Building the fertility brands of tomorrow calls for designers to set new precedents for what credibility, care, and connection can look like.

Much of the work in this space is about championing that new thinking – finding harmony between logic and feeling, structure and sensitivity, without tipping too far into either.

Holding those opposing forces in equilibrium was a challenge Universal Favourite mastered when designing the identity for WHEN, Australia’s first at-home egg-count testing service.

Universal Favourite’s work for WHEN

“‘When’ is both a question and an answer, allowing the brand to hold both science and emotion,” says founder and executive creative director Dari Israelstam.

“Visually, this duality informed the interplay between precision and softness. Verbally, it permitted us to speak through an inner monologue that acknowledges uncertainty while offering guidance.”

The tension between those ideas is felt in the construction of the wordmark – set in ABC Diatype that brings a scientific edge and clarity – and the pulsating, pliable cell shape that brings adaptability and life.

The colour palette, especially the hero yellow gives the brand levity and warmth.

Universal Favourite’s work for WHEN

That balance carries through to the tone of voice.

“Instead of dwelling on what might be ‘wrong,’ the brand language focuses on curiosity and understanding,” explains Israelstam.

“The storytelling approach gives space to questions – When might I want to know more? When might I act? – rather than guilt or urgency. That tone informs the visual system; calm colours and gentle motion that celebrates knowledge as empowerment.”

WHEN’s authority comes from its restraint. Here, clarity and craft replace the old signals of trust.

Center’s work for Swimclub

And across fertility branding, new beliefs are taking hold. Approachability has become the new language of trust.

“Being approachable didn’t mean being soft or cute, it meant being honest,” says Alex Center, founder of CENTER. The Brooklyn-based studio created the identity for Swim Club, the first clinically formulated sperm performance supplement.

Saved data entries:

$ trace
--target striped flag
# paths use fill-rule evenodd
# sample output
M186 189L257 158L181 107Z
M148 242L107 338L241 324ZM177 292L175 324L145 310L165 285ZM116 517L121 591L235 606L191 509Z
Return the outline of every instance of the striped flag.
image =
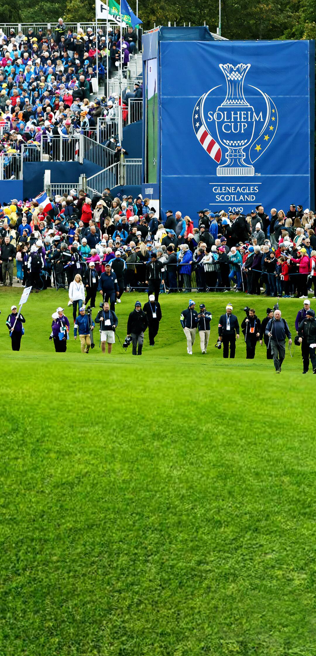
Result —
M202 112L203 98L204 96L201 96L194 108L192 115L193 129L197 138L204 150L210 155L212 159L218 164L222 158L222 150L220 146L215 141L205 125Z

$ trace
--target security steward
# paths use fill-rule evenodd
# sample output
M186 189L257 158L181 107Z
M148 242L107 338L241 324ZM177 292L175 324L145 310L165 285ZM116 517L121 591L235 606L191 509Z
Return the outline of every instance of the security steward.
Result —
M236 338L239 339L239 324L233 312L231 303L226 305L226 314L222 314L218 321L218 339L223 343L223 358L235 358ZM230 351L230 353L229 353Z
M302 344L303 373L307 373L309 360L313 373L316 373L316 319L313 310L307 310L306 316L298 326L298 341Z
M144 344L144 333L147 328L147 316L142 310L142 303L136 300L135 309L130 312L127 321L127 335L132 341L133 356L141 356ZM137 348L138 345L138 348Z
M108 262L106 264L104 273L100 276L98 289L103 296L103 302L109 300L110 310L113 312L115 309L115 298L119 297L119 289L116 275L111 270L111 264Z
M158 301L160 285L165 284L165 280L161 278L161 269L163 264L157 259L157 251L150 253L150 262L146 266L146 285L148 285L148 295L155 295L155 300Z
M258 318L255 310L250 308L241 324L241 330L246 342L246 359L253 360L256 353L256 346L260 337L260 319Z
M204 303L201 303L200 305L200 311L197 318L197 329L200 335L201 350L202 353L205 354L210 337L212 315L206 310Z
M273 359L272 351L271 350L270 340L267 335L266 335L266 328L267 327L267 324L270 321L270 319L273 318L273 310L271 308L267 308L267 316L265 317L261 322L260 337L261 346L262 346L262 340L264 340L267 348L267 360L272 360Z
M149 294L149 300L145 303L143 310L146 312L148 323L149 346L154 346L155 337L159 329L159 321L161 321L162 315L160 303L155 300L153 294Z
M119 323L119 319L115 312L109 309L109 304L106 301L94 319L96 323L100 323L100 335L101 340L101 350L106 352L106 344L108 342L108 353L112 350L112 344L115 343L115 333Z

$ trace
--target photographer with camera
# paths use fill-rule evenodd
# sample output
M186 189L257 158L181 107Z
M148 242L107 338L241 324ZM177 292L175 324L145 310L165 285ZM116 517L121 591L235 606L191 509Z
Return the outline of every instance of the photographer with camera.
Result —
M197 315L197 329L200 335L201 350L203 354L205 354L210 337L212 315L210 312L208 312L206 310L204 303L201 303L200 305L200 311Z
M100 323L100 338L101 340L101 350L106 352L106 344L108 342L108 353L112 350L112 344L115 343L115 333L119 319L115 312L109 309L107 301L103 304L95 318L96 323Z
M241 324L241 330L246 342L246 359L253 360L256 343L260 337L260 319L253 308L244 308L244 312L247 316Z
M226 314L222 314L218 321L218 341L223 343L223 358L235 358L236 351L236 338L239 339L239 324L238 319L232 314L231 303L226 305Z
M296 337L295 342L296 342ZM303 373L307 373L309 368L309 360L313 367L313 373L316 373L316 319L313 310L307 310L305 319L298 327L298 343L302 344L303 358Z
M77 339L77 333L79 332L80 342L81 344L81 353L89 353L91 346L90 331L94 327L94 323L86 314L85 308L80 308L79 315L77 317L73 326L73 337Z
M269 323L270 319L273 318L273 310L271 308L267 308L267 316L262 319L260 326L260 344L262 346L262 340L264 340L266 346L267 348L267 360L272 360L273 356L272 355L272 352L271 350L271 344L270 340L267 335L266 335L266 328Z
M133 356L141 356L144 344L144 333L148 326L147 317L142 310L142 303L136 300L135 309L129 314L127 321L127 337L130 335ZM125 340L126 342L126 340ZM138 349L137 349L138 345ZM123 344L124 346L124 344Z
M275 372L281 373L282 363L285 358L285 337L288 337L289 344L292 344L292 338L290 329L285 319L281 319L279 309L275 310L273 318L268 321L266 335L270 338Z

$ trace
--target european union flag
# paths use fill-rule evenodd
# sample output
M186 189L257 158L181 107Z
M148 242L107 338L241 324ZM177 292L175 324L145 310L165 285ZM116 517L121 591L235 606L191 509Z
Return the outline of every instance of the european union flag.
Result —
M121 13L122 15L127 14L130 16L130 22L132 28L134 28L136 25L138 25L140 23L142 24L142 20L140 20L140 18L137 18L137 16L135 16L127 0L121 0Z

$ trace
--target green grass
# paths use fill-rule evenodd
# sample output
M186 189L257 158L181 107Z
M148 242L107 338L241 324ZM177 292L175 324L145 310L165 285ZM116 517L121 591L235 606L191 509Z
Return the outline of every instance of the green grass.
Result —
M189 295L163 296L157 346L66 354L67 293L32 295L20 353L0 293L0 654L315 656L313 378L257 346L188 356ZM117 306L121 340L142 295ZM200 300L201 299L201 300ZM273 299L252 299L263 318ZM301 302L281 301L294 331ZM70 313L68 316L70 317Z

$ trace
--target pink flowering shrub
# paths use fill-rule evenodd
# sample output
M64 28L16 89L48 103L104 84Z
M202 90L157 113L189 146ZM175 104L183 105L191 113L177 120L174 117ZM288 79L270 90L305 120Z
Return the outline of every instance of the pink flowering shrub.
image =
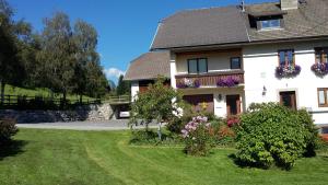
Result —
M211 124L207 117L197 116L185 125L181 130L186 147L185 152L191 155L207 155L212 148L212 137L210 135Z
M235 125L239 125L241 120L238 116L231 116L229 118L226 118L226 125L229 127L233 127Z

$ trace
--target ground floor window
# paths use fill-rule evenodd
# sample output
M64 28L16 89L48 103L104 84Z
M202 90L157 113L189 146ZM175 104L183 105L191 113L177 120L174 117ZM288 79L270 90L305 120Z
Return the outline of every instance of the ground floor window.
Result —
M328 107L328 88L318 88L319 107Z
M226 115L233 116L241 114L241 96L226 95Z
M280 104L286 106L292 109L296 109L296 93L295 91L281 91L280 95Z
M196 112L214 113L213 94L184 95L184 101L191 104Z

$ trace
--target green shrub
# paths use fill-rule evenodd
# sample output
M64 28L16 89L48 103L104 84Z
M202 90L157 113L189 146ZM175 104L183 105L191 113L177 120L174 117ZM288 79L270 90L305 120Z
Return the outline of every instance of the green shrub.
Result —
M208 123L207 117L197 116L186 124L181 130L185 152L191 155L208 155L213 147L210 130L211 124Z
M0 120L0 146L11 140L11 137L17 132L16 122L14 119Z
M157 138L157 134L152 130L132 130L130 143L154 143Z
M316 132L305 111L276 103L251 105L241 116L236 159L243 165L291 169L295 160L315 148Z
M162 137L160 139L155 130L140 129L140 130L132 130L130 143L131 144L177 144L177 143L181 143L181 139L180 136L171 134L167 130L162 131Z
M189 105L188 103L185 103L184 106L185 106L185 108L184 108L183 116L180 116L180 117L174 116L168 120L166 128L171 132L179 135L181 132L181 130L184 129L186 123L189 123L192 119L192 117L197 117L197 116L207 117L208 122L210 122L210 123L223 122L221 118L216 117L213 113L208 113L206 111L195 112L191 108L191 105Z

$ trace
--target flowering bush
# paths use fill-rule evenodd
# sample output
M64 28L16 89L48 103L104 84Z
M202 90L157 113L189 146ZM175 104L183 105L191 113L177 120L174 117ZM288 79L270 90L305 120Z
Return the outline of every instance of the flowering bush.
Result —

### What needs to be done
Can you repeat the fertility branding article above in full, word for word?

### Response to this exercise
Building the fertility brands of tomorrow calls for designers to set new precedents for what credibility, care, and connection can look like.

Much of the work in this space is about championing that new thinking – finding harmony between logic and feeling, structure and sensitivity, without tipping too far into either.

Holding those opposing forces in equilibrium was a challenge Universal Favourite mastered when designing the identity for WHEN, Australia’s first at-home egg-count testing service.

Universal Favourite’s work for WHEN

“‘When’ is both a question and an answer, allowing the brand to hold both science and emotion,” says founder and executive creative director Dari Israelstam.

“Visually, this duality informed the interplay between precision and softness. Verbally, it permitted us to speak through an inner monologue that acknowledges uncertainty while offering guidance.”

The tension between those ideas is felt in the construction of the wordmark – set in ABC Diatype that brings a scientific edge and clarity – and the pulsating, pliable cell shape that brings adaptability and life.

The colour palette, especially the hero yellow gives the brand levity and warmth.

Universal Favourite’s work for WHEN

That balance carries through to the tone of voice.

“Instead of dwelling on what might be ‘wrong,’ the brand language focuses on curiosity and understanding,” explains Israelstam.

“The storytelling approach gives space to questions – When might I want to know more? When might I act? – rather than guilt or urgency. That tone informs the visual system; calm colours and gentle motion that celebrates knowledge as empowerment.”

WHEN’s authority comes from its restraint. Here, clarity and craft replace the old signals of trust.

Center’s work for Swimclub

And across fertility branding, new beliefs are taking hold. Approachability has become the new language of trust.

“Being approachable didn’t mean being soft or cute, it meant being honest,” says Alex Center, founder of CENTER. The Brooklyn-based studio created the identity for Swim Club, the first clinically formulated sperm performance supplement.